**LISTED RECORDS**
* * *
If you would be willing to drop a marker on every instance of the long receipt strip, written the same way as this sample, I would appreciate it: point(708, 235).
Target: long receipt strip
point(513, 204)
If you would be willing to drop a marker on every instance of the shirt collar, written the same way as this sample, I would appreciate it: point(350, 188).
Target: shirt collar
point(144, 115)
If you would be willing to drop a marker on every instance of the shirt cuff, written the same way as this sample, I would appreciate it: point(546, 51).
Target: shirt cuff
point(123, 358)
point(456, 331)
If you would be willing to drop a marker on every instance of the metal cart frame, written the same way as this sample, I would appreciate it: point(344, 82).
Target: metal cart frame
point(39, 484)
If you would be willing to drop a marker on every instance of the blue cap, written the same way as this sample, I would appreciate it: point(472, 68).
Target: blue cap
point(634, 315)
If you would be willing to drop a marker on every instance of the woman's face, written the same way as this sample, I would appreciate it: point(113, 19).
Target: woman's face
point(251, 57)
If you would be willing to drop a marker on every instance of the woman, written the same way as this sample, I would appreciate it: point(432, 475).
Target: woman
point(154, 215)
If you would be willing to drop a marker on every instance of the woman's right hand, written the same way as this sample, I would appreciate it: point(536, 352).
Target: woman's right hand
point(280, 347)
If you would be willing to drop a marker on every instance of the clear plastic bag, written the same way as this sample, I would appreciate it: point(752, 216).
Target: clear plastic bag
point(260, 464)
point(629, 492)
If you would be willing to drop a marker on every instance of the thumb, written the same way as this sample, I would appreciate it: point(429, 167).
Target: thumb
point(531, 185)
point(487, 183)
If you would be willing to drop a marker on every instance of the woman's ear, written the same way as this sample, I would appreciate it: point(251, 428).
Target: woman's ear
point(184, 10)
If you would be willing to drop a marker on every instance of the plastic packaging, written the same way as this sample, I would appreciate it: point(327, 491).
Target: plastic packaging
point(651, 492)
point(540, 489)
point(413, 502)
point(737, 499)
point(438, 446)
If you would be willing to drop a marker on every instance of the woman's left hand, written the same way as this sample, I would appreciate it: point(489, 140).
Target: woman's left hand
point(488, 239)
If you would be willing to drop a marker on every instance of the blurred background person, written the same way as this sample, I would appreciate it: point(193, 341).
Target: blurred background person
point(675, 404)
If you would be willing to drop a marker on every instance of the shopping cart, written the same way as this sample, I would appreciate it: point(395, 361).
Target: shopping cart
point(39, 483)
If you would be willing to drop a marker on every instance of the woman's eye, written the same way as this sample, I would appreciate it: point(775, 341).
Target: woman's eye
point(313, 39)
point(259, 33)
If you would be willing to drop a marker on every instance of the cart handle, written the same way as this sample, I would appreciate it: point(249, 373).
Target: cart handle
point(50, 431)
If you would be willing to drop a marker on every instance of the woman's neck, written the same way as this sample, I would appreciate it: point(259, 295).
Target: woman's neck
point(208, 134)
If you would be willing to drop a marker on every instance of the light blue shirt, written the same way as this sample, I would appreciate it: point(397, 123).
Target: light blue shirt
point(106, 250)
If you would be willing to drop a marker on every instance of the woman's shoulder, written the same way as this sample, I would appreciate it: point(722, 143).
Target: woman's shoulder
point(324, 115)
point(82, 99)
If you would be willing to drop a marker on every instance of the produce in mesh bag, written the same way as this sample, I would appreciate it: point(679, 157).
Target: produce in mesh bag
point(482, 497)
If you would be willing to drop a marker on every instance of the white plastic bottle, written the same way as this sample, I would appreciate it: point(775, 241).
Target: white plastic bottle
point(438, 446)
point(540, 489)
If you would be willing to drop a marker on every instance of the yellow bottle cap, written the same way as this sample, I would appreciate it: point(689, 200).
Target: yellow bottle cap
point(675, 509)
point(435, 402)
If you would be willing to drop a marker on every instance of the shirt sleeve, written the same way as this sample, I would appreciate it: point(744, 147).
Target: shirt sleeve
* * *
**WHAT IS ASKED**
Copy all of the rows above word for word, changing nothing.

**PROBLEM SOLUTION**
If you would be willing to drop a marker on every instance of the long receipt strip, written the same way as this sample, I would appreciate it: point(708, 235).
Target: long receipt strip
point(513, 204)
If you would be willing to drop a marker on every instance of the shirt collar, written the same way as this sample, I would appreciate it: point(350, 188).
Target: shirt collar
point(144, 115)
If you would be willing to drop a marker on every instance of the shirt cuff, written the same way as this sample, I would appreciate it: point(546, 51).
Target: shirt cuff
point(123, 358)
point(456, 331)
If you would be willing to drop a marker on every instance of the metal cart frame, written the same way as this sample, I would appreciate it: point(344, 82).
Target: metal cart frame
point(39, 484)
If you would be willing to drop a marker on every instance of the blue cap, written the same way as this sample, I would appreciate it: point(472, 68).
Target: blue cap
point(634, 315)
If you would be willing to drop a marker on every instance of the woman's face, written the same way as this sample, I would appreciate it: point(113, 19).
Target: woman's face
point(251, 57)
If you would be willing to drop a marker on every instance of the woman, written the same way as this sample, I would appreciate it: point(432, 475).
Target: woman
point(154, 215)
If you would be willing to drop a marker on every instance of the woman's right hand, written the same way as this sample, I would appreciate it: point(536, 352).
Target: woman's right hand
point(280, 347)
If you would be willing to drop a marker on every instance of the clear plastic bag, written the same way as this sample, I would appreciate it: point(752, 216).
Target: clear plastic bag
point(260, 464)
point(629, 492)
If you would be willing to drop a marker on every instance of the thumb, written the same way as this sample, I would appreciate it: point(429, 167).
Target: thumb
point(531, 185)
point(487, 183)
If you would be willing to drop a marker on every instance of the woman's ear, written the same way as this sample, I would appreciate it: point(251, 428).
Target: woman's ear
point(184, 10)
If you would be willing to drop a marker on every instance of the plastic packaging, written the same way as this sample, I would appreciate it: point(327, 491).
Target: plastic packaging
point(651, 492)
point(540, 489)
point(413, 502)
point(737, 499)
point(438, 446)
If you would be willing to drop a marker on every instance of the woman's left hand, written the same way as this sample, I would appreciate it: point(489, 140).
Target: woman's left hand
point(488, 239)
If you would be willing to drop a marker on every instance of the blurred background person, written the same way as this sample, I would appreciate it: point(193, 341).
Target: blurred background person
point(675, 404)
If you would be willing to drop a marker on every instance of the shopping cart, written the same way as this sample, I would appreciate it: point(395, 361).
Target: shopping cart
point(39, 483)
If you would be willing to drop a marker on every instance of the woman's eye, written the same way as this sample, I would appreciate it: point(775, 341).
Target: woman's eye
point(313, 39)
point(259, 33)
If you would be willing to drop a marker on every instance of the cart handle, written the same way as this sample, I would appreciate it: point(249, 373).
Target: cart handle
point(50, 431)
If you would be willing to drop a marker on every instance of the woman's neck, written the same way as this sample, I would appreciate it: point(259, 295).
Target: woman's neck
point(208, 134)
If you would be willing to drop a marker on every instance of the light blue shirt, written the same way as this sample, I would appreciate it: point(397, 123).
Target: light blue shirt
point(106, 250)
If you would be willing to drop a marker on every instance of the woman's shoulder, written the same way as this sample, I would appreciate it: point(722, 143).
Target: woman's shoulder
point(324, 115)
point(82, 99)
If you would be willing to drop a marker on every instance of the produce in mesh bag, written the same way as this sample, I would appreciate it: point(679, 157).
Target: produce in mesh bag
point(482, 497)
If you would be willing to drop a marker on every instance of the white plastic bottle, written the same way as this sample, I would appreciate it: point(775, 241).
Target: white plastic bottle
point(438, 446)
point(540, 489)
If you would be willing to drop a marker on every instance of the yellow bottle cap, written the same way as this sample, I would appreciate it: point(689, 200).
Target: yellow bottle cap
point(675, 509)
point(435, 402)
If you would be willing to drop a marker on every instance of the shirt sleeve, written the same way as this sample, I would appreciate it: point(744, 147).
Target: shirt sleeve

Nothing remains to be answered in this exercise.